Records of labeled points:
◇ ◇ ◇ ◇ ◇

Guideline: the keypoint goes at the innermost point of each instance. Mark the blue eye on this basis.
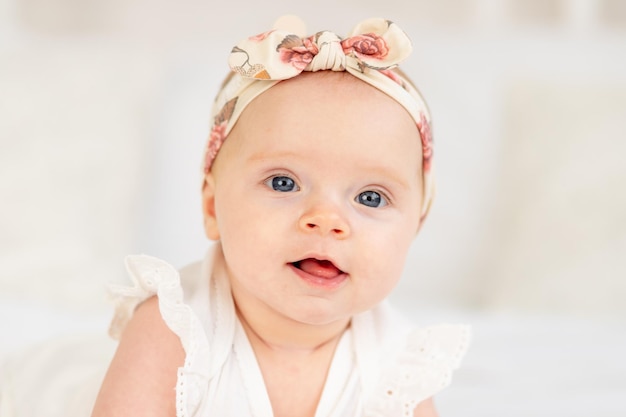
(282, 183)
(371, 199)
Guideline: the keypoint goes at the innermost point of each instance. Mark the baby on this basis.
(317, 179)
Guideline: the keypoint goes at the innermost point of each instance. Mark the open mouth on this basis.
(323, 269)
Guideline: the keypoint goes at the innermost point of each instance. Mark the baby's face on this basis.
(316, 196)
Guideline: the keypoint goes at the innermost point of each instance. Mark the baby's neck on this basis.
(291, 337)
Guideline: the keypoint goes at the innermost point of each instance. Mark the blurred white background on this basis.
(104, 114)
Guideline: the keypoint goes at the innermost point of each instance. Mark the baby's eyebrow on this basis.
(390, 174)
(260, 156)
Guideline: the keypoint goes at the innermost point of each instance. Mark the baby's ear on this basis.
(208, 208)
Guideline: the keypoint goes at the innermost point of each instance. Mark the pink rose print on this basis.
(297, 52)
(261, 36)
(427, 142)
(369, 45)
(216, 138)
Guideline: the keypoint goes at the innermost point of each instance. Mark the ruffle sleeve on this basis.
(419, 370)
(152, 276)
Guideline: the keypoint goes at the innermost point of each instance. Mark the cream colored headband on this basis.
(370, 52)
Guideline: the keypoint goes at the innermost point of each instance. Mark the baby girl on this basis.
(317, 178)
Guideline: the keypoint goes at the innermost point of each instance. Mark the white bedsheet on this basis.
(518, 365)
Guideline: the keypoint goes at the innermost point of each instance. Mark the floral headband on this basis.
(370, 52)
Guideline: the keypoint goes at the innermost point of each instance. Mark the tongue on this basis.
(321, 269)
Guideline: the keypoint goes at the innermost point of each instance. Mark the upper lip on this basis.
(318, 257)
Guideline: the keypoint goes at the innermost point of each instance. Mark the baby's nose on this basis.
(325, 220)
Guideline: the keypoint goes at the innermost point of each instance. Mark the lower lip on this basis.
(318, 282)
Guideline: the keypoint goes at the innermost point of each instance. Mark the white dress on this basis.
(381, 367)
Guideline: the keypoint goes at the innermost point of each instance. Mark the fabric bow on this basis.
(370, 52)
(279, 54)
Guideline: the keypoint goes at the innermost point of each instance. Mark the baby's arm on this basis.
(141, 379)
(425, 409)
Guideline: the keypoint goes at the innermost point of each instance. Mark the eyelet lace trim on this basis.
(420, 370)
(152, 276)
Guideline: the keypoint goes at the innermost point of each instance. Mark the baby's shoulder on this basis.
(143, 370)
(410, 363)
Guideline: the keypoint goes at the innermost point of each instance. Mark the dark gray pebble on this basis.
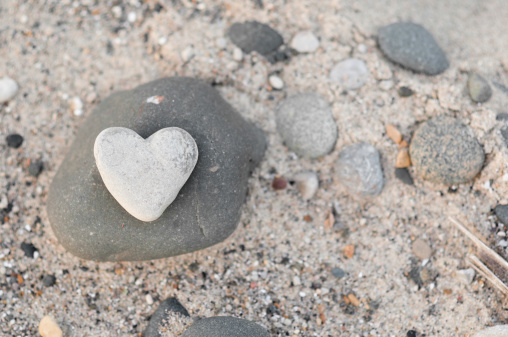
(14, 140)
(402, 173)
(162, 313)
(413, 47)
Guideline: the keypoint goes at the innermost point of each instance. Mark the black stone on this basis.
(252, 36)
(162, 313)
(29, 249)
(35, 168)
(224, 326)
(405, 92)
(402, 173)
(14, 140)
(502, 213)
(91, 224)
(49, 280)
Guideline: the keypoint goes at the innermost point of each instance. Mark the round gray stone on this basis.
(306, 125)
(479, 89)
(91, 224)
(445, 151)
(350, 73)
(413, 47)
(359, 169)
(224, 326)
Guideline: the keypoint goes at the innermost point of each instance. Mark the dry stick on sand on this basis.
(489, 264)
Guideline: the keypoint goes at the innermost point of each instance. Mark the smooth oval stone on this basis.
(350, 73)
(252, 36)
(224, 326)
(479, 89)
(413, 47)
(359, 170)
(306, 125)
(91, 224)
(445, 151)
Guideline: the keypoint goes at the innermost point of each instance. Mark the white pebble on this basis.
(237, 54)
(8, 89)
(305, 42)
(307, 183)
(276, 82)
(77, 106)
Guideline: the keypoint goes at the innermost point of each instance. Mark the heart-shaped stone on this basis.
(145, 175)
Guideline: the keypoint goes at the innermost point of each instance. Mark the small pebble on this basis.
(444, 150)
(478, 87)
(405, 91)
(29, 249)
(305, 42)
(276, 82)
(307, 183)
(403, 175)
(466, 275)
(49, 280)
(49, 328)
(14, 140)
(279, 183)
(8, 89)
(403, 159)
(35, 168)
(338, 272)
(350, 73)
(359, 170)
(421, 249)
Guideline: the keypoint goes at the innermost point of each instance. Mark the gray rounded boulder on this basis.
(444, 150)
(91, 224)
(223, 326)
(306, 125)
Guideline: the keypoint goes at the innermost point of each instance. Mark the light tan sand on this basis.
(58, 51)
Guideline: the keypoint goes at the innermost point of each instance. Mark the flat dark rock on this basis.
(91, 224)
(223, 326)
(413, 47)
(252, 36)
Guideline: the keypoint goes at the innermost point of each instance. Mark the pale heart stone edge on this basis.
(132, 195)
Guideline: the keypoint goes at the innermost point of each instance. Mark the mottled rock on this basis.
(306, 125)
(359, 169)
(479, 89)
(91, 224)
(350, 73)
(444, 150)
(168, 307)
(223, 326)
(255, 36)
(413, 47)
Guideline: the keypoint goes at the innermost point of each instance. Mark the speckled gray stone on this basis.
(224, 326)
(444, 150)
(90, 223)
(479, 89)
(167, 307)
(252, 36)
(359, 169)
(413, 47)
(495, 331)
(306, 125)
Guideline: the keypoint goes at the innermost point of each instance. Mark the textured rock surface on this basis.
(444, 150)
(306, 125)
(90, 223)
(145, 176)
(255, 36)
(225, 327)
(479, 89)
(168, 307)
(413, 47)
(359, 169)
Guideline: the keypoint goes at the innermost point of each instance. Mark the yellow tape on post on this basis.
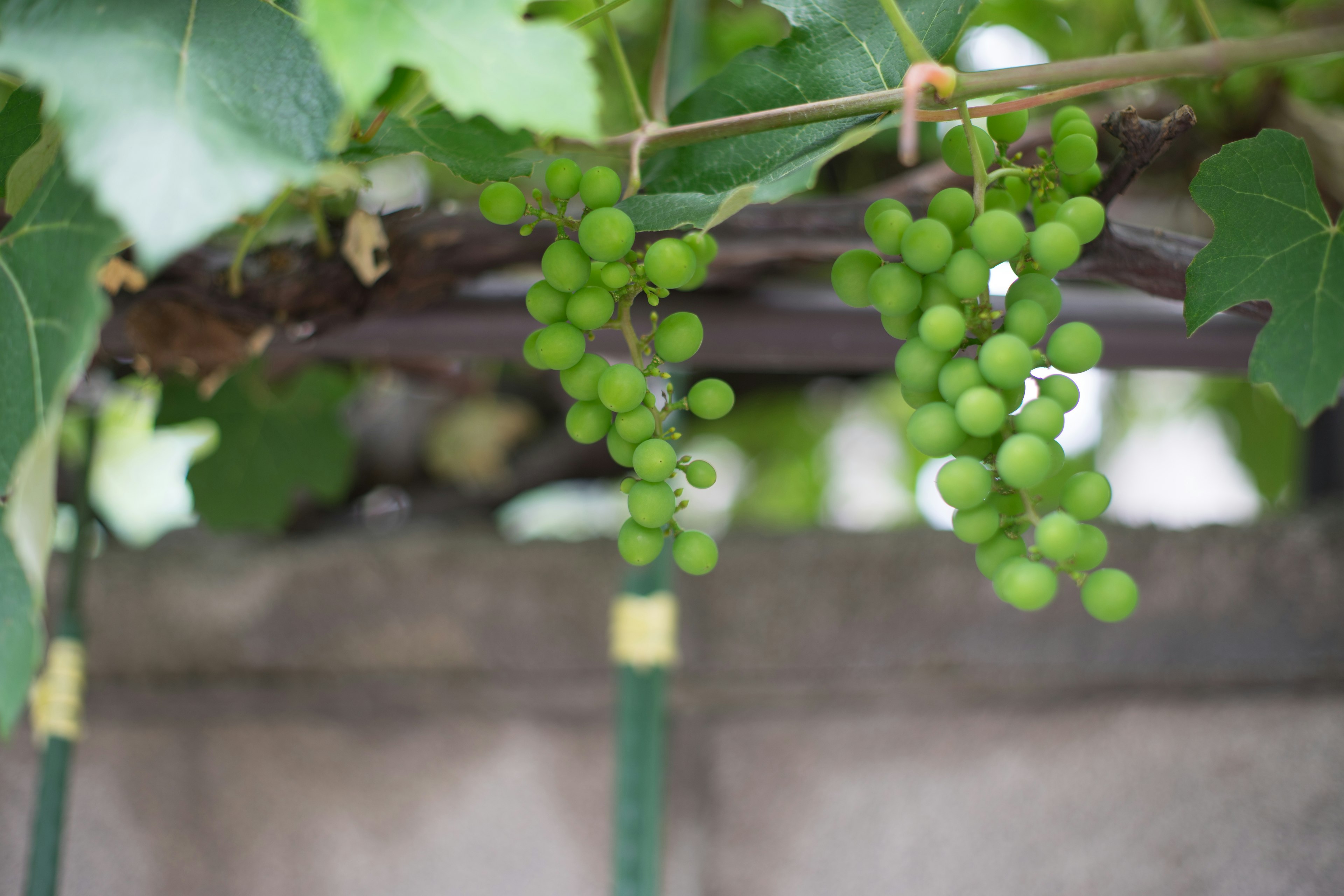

◇ ◇ ◇ ◇ ◇

- **What you have to do**
Gather every line of the items above that contains the string "baby". Case counts.

- **The output**
Guideline: the keypoint goes at the innermost point of each instance. Mark the baby on this basis.
Guideline: the keypoint goes at the innermost point of each instance. Mark the baby's face on this basis.
Guideline: the keypoint goes at the innermost point of each instance. Mark the baby's neck on this basis.
Guideline: the keypoint goes at the innermost point of each instance. Mark the baby's eyebrow on this basis.
Guideline: the keypoint goes at the innermost point of each instance. Mark the baby's ear on this basis.
Guideline: the keypoint goes at the innermost point of each instance. Mark the baby girl on this basis.
Guideline: the keypoint goes at the innermost point of each instance. Mark the baby's nose on this basis.
Guideline: the keypoint goes at the innermost point of each instance. Mark the baby's arm on this basis.
Guideline: the keypoint goes at the innermost point of each instance. Mark the baby's shoulder on this basis.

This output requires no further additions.